▶ _Task directions_
Starting at the first item and ending at the line that contains "<point>873,651</point>", output the items as a two-column CSV with the headers item_text and answer. Give one row per item, put each field in quotation marks with its line breaks replaced by spaces, and leave out the pictures.

[Image location labeling items]

__________________________________________________

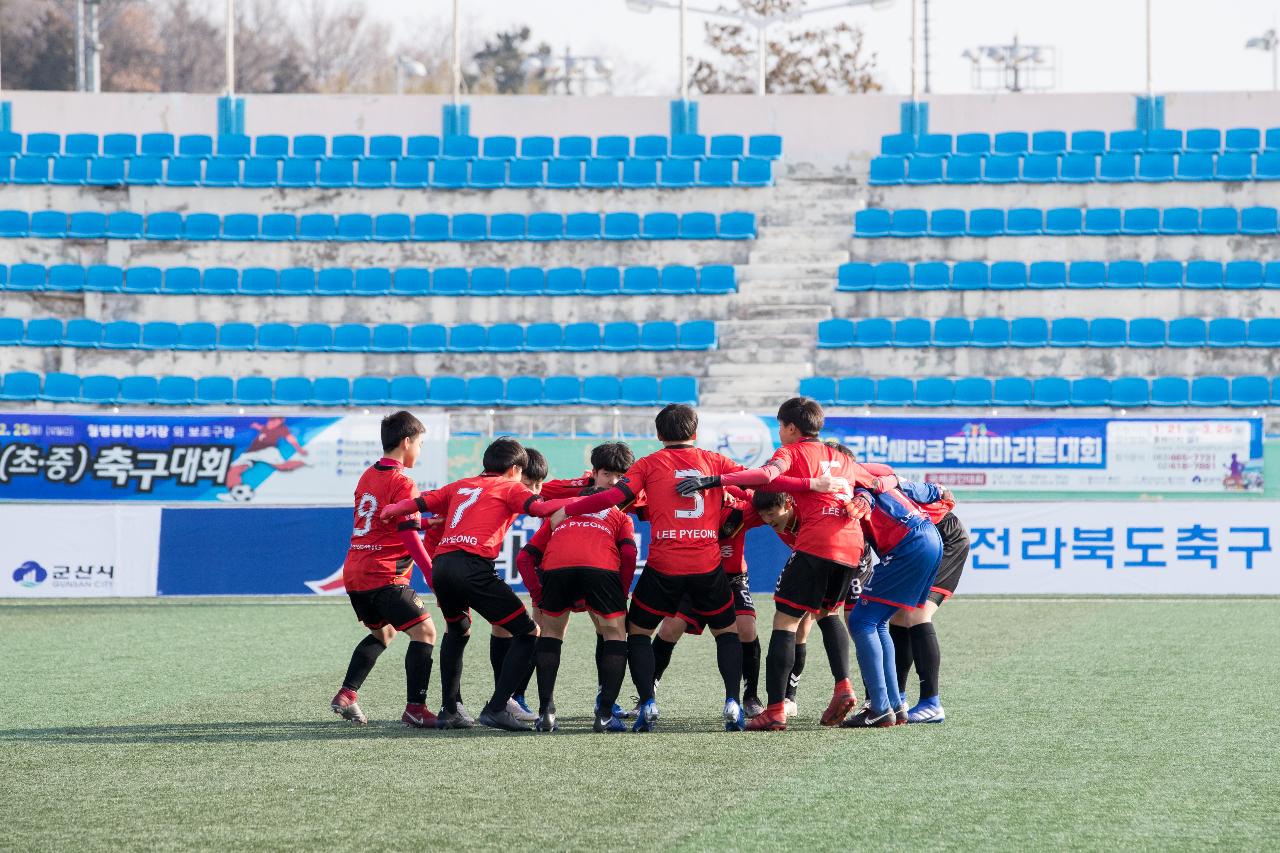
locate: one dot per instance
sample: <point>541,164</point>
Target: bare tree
<point>816,60</point>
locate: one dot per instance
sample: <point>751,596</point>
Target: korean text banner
<point>1063,454</point>
<point>80,552</point>
<point>234,459</point>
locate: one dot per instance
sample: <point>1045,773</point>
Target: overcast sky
<point>1198,45</point>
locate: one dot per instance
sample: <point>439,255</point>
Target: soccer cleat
<point>503,720</point>
<point>608,725</point>
<point>768,720</point>
<point>416,716</point>
<point>519,710</point>
<point>457,719</point>
<point>647,716</point>
<point>547,721</point>
<point>868,719</point>
<point>927,711</point>
<point>344,706</point>
<point>842,701</point>
<point>734,717</point>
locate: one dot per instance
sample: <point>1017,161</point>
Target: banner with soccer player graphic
<point>1082,455</point>
<point>233,459</point>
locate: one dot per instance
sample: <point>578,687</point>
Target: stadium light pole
<point>762,24</point>
<point>1269,41</point>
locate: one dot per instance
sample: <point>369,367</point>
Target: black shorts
<point>860,576</point>
<point>464,580</point>
<point>743,605</point>
<point>658,594</point>
<point>396,605</point>
<point>599,589</point>
<point>809,584</point>
<point>955,557</point>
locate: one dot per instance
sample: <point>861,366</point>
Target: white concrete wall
<point>826,131</point>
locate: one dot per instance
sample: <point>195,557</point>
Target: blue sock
<point>873,651</point>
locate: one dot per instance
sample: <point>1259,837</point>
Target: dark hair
<point>398,427</point>
<point>536,469</point>
<point>676,423</point>
<point>768,500</point>
<point>612,456</point>
<point>833,445</point>
<point>803,413</point>
<point>502,454</point>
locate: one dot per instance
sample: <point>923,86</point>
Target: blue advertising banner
<point>264,460</point>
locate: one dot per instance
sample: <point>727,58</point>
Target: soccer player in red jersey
<point>684,555</point>
<point>479,511</point>
<point>376,575</point>
<point>827,551</point>
<point>583,560</point>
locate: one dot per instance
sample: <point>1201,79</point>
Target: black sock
<point>662,651</point>
<point>451,669</point>
<point>752,669</point>
<point>777,664</point>
<point>498,648</point>
<point>611,671</point>
<point>901,637</point>
<point>728,658</point>
<point>640,660</point>
<point>362,662</point>
<point>835,639</point>
<point>928,657</point>
<point>796,669</point>
<point>519,652</point>
<point>417,670</point>
<point>547,656</point>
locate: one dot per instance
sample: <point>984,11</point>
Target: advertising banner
<point>1032,454</point>
<point>174,459</point>
<point>80,552</point>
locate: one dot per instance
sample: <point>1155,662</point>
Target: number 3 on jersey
<point>699,505</point>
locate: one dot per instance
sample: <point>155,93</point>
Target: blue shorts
<point>904,575</point>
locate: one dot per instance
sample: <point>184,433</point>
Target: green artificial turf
<point>1088,724</point>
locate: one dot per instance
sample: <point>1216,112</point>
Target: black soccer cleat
<point>504,720</point>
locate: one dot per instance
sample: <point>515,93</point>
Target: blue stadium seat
<point>1069,332</point>
<point>621,337</point>
<point>1147,332</point>
<point>1219,220</point>
<point>946,222</point>
<point>1118,167</point>
<point>1106,332</point>
<point>581,337</point>
<point>1064,220</point>
<point>1028,332</point>
<point>1187,332</point>
<point>1001,168</point>
<point>369,391</point>
<point>872,222</point>
<point>835,333</point>
<point>1258,220</point>
<point>1210,391</point>
<point>1226,332</point>
<point>964,168</point>
<point>410,391</point>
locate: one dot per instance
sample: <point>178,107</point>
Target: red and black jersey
<point>478,511</point>
<point>584,541</point>
<point>376,556</point>
<point>826,530</point>
<point>684,536</point>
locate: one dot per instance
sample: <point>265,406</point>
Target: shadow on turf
<point>296,730</point>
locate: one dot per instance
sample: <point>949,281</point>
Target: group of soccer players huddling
<point>827,507</point>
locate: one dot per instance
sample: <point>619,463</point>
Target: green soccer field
<point>1070,724</point>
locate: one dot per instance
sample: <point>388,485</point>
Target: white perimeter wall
<point>827,131</point>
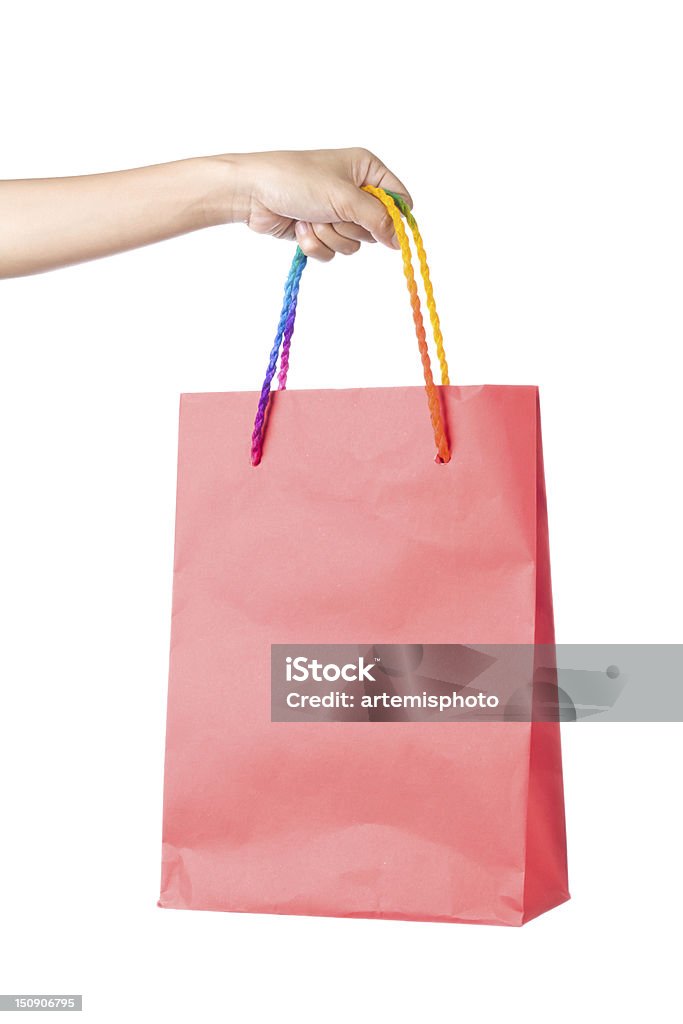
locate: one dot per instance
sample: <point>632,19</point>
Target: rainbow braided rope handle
<point>395,206</point>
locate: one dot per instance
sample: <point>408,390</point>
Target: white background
<point>542,143</point>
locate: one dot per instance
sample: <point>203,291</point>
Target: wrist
<point>225,196</point>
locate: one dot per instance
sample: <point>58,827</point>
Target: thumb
<point>367,211</point>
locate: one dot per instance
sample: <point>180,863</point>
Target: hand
<point>315,197</point>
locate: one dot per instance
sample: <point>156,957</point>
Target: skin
<point>311,196</point>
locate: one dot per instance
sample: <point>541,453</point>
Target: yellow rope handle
<point>392,208</point>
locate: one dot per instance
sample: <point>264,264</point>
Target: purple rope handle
<point>284,337</point>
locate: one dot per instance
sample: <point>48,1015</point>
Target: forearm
<point>51,222</point>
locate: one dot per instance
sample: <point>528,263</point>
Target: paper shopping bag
<point>342,528</point>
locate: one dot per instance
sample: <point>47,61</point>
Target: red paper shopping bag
<point>348,531</point>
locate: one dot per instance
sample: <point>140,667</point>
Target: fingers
<point>323,241</point>
<point>371,171</point>
<point>367,211</point>
<point>310,244</point>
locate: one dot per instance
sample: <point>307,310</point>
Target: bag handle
<point>395,206</point>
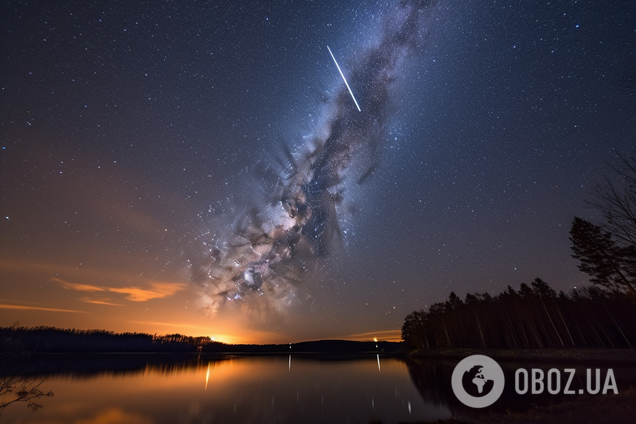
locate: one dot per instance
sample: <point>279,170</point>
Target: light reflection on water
<point>239,390</point>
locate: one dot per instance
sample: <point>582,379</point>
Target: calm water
<point>145,389</point>
<point>237,390</point>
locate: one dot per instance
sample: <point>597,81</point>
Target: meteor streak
<point>345,80</point>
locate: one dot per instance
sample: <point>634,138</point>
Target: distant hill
<point>57,340</point>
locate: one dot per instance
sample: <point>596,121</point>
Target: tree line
<point>535,316</point>
<point>51,339</point>
<point>601,315</point>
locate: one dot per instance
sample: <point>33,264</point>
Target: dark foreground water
<point>140,389</point>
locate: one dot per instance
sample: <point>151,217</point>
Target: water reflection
<point>206,389</point>
<point>234,389</point>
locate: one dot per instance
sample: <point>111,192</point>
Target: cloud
<point>76,286</point>
<point>158,291</point>
<point>136,294</point>
<point>101,302</point>
<point>37,308</point>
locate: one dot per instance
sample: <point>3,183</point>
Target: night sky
<point>202,168</point>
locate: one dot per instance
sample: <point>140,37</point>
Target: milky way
<point>259,261</point>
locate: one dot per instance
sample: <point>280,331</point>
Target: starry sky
<point>202,168</point>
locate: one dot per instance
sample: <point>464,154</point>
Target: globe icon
<point>475,383</point>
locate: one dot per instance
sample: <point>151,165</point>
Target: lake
<point>140,389</point>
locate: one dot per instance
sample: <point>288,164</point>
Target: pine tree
<point>600,258</point>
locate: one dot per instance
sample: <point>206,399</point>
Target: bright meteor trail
<point>345,80</point>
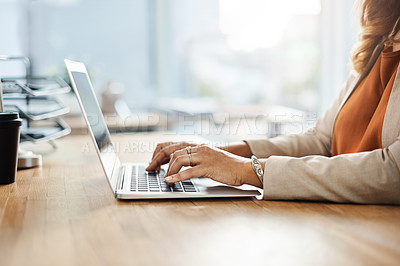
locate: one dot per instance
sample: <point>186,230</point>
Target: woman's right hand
<point>163,151</point>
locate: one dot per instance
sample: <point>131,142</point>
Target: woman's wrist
<point>249,175</point>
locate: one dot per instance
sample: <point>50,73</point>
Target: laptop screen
<point>98,127</point>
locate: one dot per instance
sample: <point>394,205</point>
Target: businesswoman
<point>351,155</point>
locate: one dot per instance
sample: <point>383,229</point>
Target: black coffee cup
<point>10,124</point>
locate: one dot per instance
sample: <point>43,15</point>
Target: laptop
<point>130,180</point>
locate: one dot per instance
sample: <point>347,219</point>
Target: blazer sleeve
<point>299,167</point>
<point>366,177</point>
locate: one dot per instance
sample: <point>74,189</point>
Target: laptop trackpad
<point>210,186</point>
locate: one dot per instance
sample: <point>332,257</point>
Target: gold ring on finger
<point>190,160</point>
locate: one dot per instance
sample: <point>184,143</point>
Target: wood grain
<point>64,214</point>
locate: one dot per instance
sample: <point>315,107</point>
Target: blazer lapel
<point>391,122</point>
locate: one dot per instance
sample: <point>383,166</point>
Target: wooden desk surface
<point>64,214</point>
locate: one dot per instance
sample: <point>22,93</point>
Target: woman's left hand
<point>213,163</point>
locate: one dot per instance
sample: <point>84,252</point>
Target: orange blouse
<point>358,126</point>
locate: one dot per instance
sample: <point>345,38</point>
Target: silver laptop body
<point>131,181</point>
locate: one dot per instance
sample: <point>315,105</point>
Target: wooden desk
<point>64,214</point>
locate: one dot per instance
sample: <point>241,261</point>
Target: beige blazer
<point>300,167</point>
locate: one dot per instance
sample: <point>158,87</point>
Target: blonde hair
<point>380,21</point>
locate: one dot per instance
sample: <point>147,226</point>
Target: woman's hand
<point>163,152</point>
<point>213,163</point>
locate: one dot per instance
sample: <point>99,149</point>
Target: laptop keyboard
<point>153,181</point>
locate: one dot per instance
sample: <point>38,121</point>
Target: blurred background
<point>183,62</point>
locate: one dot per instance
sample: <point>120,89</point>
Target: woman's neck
<point>396,45</point>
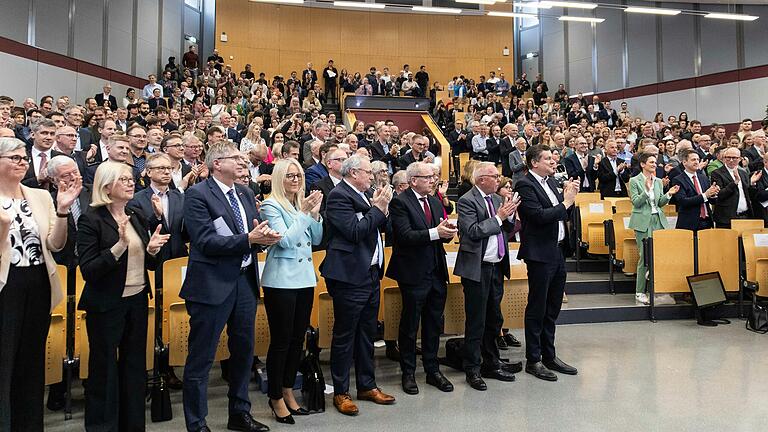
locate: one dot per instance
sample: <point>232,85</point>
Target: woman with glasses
<point>31,227</point>
<point>289,280</point>
<point>115,250</point>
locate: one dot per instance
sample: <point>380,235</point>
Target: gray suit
<point>483,282</point>
<point>516,164</point>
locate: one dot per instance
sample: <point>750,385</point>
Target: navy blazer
<point>352,241</point>
<point>539,229</point>
<point>688,201</point>
<point>215,259</point>
<point>173,222</point>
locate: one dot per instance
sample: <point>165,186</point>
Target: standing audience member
<point>115,252</point>
<point>32,226</point>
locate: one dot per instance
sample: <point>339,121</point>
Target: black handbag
<point>757,319</point>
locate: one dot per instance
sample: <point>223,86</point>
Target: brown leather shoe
<point>344,404</point>
<point>376,396</point>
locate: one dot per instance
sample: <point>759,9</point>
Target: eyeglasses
<point>125,181</point>
<point>17,159</point>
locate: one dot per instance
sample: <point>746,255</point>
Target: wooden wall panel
<point>277,39</point>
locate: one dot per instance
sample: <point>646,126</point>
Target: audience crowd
<point>126,172</point>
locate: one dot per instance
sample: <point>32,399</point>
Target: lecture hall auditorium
<point>428,215</point>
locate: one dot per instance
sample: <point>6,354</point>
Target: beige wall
<point>277,39</point>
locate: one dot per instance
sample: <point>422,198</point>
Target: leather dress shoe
<point>376,396</point>
<point>476,382</point>
<point>499,374</point>
<point>343,403</point>
<point>540,371</point>
<point>409,384</point>
<point>512,367</point>
<point>558,365</point>
<point>244,422</point>
<point>512,341</point>
<point>501,343</point>
<point>439,380</point>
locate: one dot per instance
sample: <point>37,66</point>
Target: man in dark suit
<point>353,267</point>
<point>107,96</point>
<point>733,200</point>
<point>582,165</point>
<point>544,242</point>
<point>482,264</point>
<point>43,135</point>
<point>418,265</point>
<point>612,172</point>
<point>221,286</point>
<point>695,195</point>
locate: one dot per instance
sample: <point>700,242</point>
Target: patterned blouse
<point>26,249</point>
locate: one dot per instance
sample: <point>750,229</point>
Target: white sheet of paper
<point>450,259</point>
<point>761,240</point>
<point>672,221</point>
<point>221,227</point>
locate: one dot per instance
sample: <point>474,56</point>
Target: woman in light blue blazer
<point>648,198</point>
<point>288,281</point>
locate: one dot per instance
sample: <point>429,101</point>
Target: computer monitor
<point>707,289</point>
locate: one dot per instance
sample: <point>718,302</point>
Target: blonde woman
<point>289,281</point>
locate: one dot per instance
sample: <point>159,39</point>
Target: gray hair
<point>8,145</point>
<point>219,150</point>
<point>57,162</point>
<point>479,167</point>
<point>352,163</point>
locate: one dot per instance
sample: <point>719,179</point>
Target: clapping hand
<point>262,234</point>
<point>446,230</point>
<point>157,241</point>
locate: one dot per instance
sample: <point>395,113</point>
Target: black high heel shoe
<point>300,411</point>
<point>284,420</point>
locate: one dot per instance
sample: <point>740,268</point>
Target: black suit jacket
<point>728,197</point>
<point>689,202</point>
<point>573,168</point>
<point>352,240</point>
<point>607,178</point>
<point>112,101</point>
<point>104,275</point>
<point>30,179</point>
<point>414,254</point>
<point>173,222</point>
<point>540,220</point>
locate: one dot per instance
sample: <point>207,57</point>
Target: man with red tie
<point>695,195</point>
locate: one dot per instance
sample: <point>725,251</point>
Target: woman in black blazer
<point>115,251</point>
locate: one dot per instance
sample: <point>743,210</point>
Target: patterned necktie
<point>238,217</point>
<point>499,236</point>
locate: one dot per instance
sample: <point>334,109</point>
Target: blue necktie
<point>238,217</point>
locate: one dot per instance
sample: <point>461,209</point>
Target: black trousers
<point>25,316</point>
<point>546,284</point>
<point>288,313</point>
<point>117,367</point>
<point>423,303</point>
<point>482,307</point>
<point>356,309</point>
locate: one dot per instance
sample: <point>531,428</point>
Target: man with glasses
<point>419,266</point>
<point>482,263</point>
<point>222,286</point>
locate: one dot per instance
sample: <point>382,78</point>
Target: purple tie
<point>499,236</point>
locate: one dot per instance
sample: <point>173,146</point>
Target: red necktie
<point>703,210</point>
<point>427,212</point>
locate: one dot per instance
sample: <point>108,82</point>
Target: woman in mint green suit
<point>648,198</point>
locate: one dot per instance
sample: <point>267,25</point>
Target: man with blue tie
<point>221,286</point>
<point>693,200</point>
<point>353,267</point>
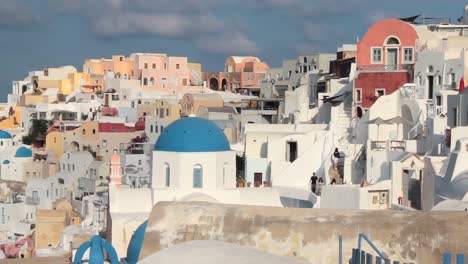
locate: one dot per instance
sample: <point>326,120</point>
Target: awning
<point>337,99</point>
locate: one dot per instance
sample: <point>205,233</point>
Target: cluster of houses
<point>378,125</point>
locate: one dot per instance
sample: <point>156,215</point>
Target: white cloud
<point>191,20</point>
<point>16,14</point>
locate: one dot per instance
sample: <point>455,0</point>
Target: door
<point>392,56</point>
<point>430,83</point>
<point>258,179</point>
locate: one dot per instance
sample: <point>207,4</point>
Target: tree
<point>38,128</point>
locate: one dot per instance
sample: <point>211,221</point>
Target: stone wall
<point>309,234</point>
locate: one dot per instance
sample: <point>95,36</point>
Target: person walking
<point>319,187</point>
<point>313,182</point>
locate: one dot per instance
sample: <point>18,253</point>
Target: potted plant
<point>240,182</point>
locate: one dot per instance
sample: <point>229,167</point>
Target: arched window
<point>225,168</point>
<point>393,41</point>
<point>197,176</point>
<point>167,172</point>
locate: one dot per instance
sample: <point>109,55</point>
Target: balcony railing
<point>391,145</point>
<point>385,67</point>
<point>32,200</point>
<point>435,111</point>
<point>412,92</point>
<point>378,145</point>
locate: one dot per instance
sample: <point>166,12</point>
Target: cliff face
<point>309,234</point>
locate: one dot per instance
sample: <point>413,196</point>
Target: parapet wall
<point>309,234</point>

__________________________________________________

▶ _Written response_
item_text,answer
"locate: one dot per instance sample: <point>541,164</point> Target: bare tree","<point>816,60</point>"
"locate: one dot per instance sample: <point>751,596</point> Target: korean text banner","<point>1063,454</point> <point>80,552</point> <point>234,459</point>"
"locate: one dot per instance sample: <point>1045,773</point> Target: overcast sky","<point>1198,45</point>"
"locate: one dot per instance sample: <point>439,255</point> Target: soccer cleat","<point>503,720</point> <point>608,725</point> <point>768,720</point> <point>416,716</point> <point>519,710</point> <point>457,719</point> <point>647,716</point> <point>547,721</point> <point>868,719</point> <point>927,711</point> <point>344,706</point> <point>842,701</point> <point>734,717</point>"
"locate: one dot per instance sample: <point>1017,161</point> Target: banner with soccer player graphic","<point>1082,455</point> <point>233,459</point>"
"locate: one dot per instance sample: <point>578,687</point> Target: stadium light pole","<point>762,24</point> <point>1269,41</point>"
"locate: one dot per instance sample: <point>369,367</point> Target: black shorts","<point>860,576</point> <point>464,580</point> <point>743,605</point> <point>658,594</point> <point>396,605</point> <point>599,589</point> <point>809,584</point> <point>955,557</point>"
"locate: one dot per instance sample: <point>861,366</point> Target: white concrete wall","<point>826,131</point>"
"locate: one dot per instance sample: <point>195,557</point> Target: blue sock","<point>873,651</point>"